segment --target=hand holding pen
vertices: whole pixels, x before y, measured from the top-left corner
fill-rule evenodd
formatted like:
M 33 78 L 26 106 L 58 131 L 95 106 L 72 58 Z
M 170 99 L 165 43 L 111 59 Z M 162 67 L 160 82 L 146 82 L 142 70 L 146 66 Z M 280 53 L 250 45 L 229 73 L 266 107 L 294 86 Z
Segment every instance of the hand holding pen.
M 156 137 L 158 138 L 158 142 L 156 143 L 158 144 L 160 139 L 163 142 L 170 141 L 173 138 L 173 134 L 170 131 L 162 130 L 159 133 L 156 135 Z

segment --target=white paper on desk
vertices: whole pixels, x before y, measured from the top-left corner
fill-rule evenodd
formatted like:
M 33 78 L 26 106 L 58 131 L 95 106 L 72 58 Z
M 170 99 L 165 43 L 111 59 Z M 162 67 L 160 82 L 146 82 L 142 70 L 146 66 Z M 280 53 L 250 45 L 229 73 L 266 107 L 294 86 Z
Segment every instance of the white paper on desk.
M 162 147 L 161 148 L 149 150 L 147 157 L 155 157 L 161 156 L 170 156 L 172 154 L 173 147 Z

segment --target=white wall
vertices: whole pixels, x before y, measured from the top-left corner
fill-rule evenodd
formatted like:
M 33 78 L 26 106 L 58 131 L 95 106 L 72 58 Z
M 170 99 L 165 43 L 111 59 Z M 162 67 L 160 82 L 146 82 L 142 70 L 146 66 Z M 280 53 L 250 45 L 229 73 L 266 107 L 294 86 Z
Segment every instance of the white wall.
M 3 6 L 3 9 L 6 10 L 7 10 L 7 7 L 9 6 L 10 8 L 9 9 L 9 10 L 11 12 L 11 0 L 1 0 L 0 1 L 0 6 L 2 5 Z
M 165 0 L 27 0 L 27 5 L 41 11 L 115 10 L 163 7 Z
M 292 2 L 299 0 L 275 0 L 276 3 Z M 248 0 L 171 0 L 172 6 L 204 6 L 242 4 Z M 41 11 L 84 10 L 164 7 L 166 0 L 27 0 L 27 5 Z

━━━━━━

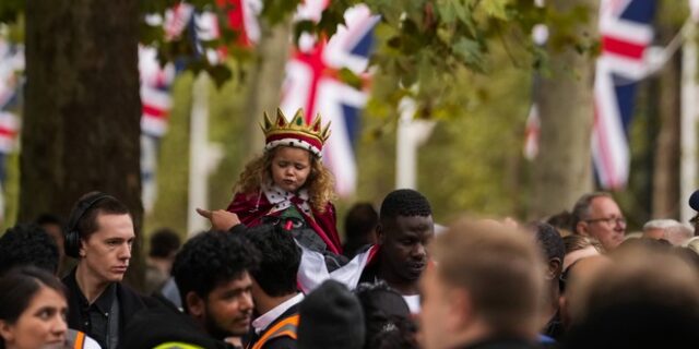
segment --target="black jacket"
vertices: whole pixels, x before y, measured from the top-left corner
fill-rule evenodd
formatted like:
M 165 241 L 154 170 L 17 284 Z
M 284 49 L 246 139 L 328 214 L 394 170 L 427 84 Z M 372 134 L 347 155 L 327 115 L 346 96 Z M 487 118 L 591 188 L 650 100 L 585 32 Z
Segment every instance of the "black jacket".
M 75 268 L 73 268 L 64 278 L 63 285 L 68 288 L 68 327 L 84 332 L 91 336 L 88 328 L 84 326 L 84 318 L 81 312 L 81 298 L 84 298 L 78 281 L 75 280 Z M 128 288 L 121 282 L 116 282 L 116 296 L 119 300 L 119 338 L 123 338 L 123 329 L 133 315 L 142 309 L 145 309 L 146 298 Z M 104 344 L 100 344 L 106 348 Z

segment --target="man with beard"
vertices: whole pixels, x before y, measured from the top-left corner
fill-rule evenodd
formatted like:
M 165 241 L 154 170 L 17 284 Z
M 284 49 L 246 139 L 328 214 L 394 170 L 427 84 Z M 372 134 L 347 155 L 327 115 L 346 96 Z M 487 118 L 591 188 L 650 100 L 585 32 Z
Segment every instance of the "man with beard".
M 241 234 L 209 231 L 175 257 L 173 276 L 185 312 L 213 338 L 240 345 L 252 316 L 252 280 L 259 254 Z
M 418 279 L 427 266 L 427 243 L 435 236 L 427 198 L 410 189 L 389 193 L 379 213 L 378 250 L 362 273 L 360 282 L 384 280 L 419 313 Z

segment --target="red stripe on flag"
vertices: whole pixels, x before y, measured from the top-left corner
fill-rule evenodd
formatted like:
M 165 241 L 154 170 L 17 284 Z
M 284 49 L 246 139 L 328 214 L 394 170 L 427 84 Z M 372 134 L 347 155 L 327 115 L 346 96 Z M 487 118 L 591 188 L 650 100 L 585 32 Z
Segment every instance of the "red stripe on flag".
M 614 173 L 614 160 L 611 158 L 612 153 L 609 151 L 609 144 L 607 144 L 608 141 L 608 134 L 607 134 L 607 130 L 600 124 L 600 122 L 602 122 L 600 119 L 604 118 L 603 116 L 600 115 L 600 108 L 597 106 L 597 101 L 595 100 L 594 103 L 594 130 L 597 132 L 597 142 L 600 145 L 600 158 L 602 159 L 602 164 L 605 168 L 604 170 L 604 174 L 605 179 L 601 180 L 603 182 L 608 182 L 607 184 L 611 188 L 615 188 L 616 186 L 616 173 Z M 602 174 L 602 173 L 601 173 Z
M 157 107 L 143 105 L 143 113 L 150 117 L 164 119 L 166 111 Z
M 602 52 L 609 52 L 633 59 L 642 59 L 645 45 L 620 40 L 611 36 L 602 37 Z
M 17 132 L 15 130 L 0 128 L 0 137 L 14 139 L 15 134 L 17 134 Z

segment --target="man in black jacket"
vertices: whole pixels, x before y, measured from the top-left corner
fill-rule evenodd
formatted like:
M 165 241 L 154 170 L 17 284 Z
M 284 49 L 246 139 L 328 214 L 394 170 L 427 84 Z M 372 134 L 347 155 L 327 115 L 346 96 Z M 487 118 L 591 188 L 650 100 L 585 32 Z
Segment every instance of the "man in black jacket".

━━━━━━

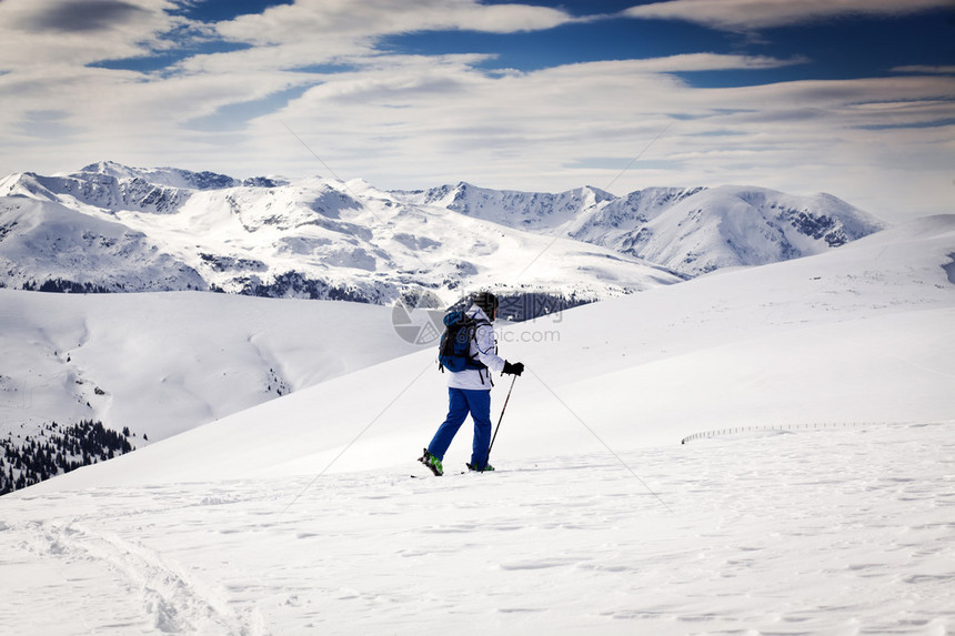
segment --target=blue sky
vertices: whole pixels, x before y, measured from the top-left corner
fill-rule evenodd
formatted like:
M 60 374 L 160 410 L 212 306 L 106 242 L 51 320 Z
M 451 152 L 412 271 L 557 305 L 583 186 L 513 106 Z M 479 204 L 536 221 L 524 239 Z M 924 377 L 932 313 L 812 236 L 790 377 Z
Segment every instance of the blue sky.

━━━━━━

Convert the records from the line with "segment --target=white paper on desk" up to and including the line with "M 162 147 L" into a JSON list of strings, one string per line, leaving out blank lines.

- **SOLUTION FOR THIS PROBLEM**:
[
  "segment --target=white paper on desk",
  "vertices: whole pixels, x before y, measured from the top-left corner",
  "fill-rule evenodd",
  "formatted like:",
  "M 33 78 L 26 106 L 58 131 L 95 106 L 72 58 Z",
  "M 170 99 L 165 43 L 111 59 Z M 162 67 L 160 82 L 146 82 L 142 70 L 146 66 Z M 280 53 L 250 45 L 229 73 L 266 107 L 294 86 Z",
  "Segment every instance of the white paper on desk.",
  "M 162 147 L 161 148 L 149 150 L 147 157 L 155 157 L 161 156 L 170 156 L 172 154 L 173 147 Z"
]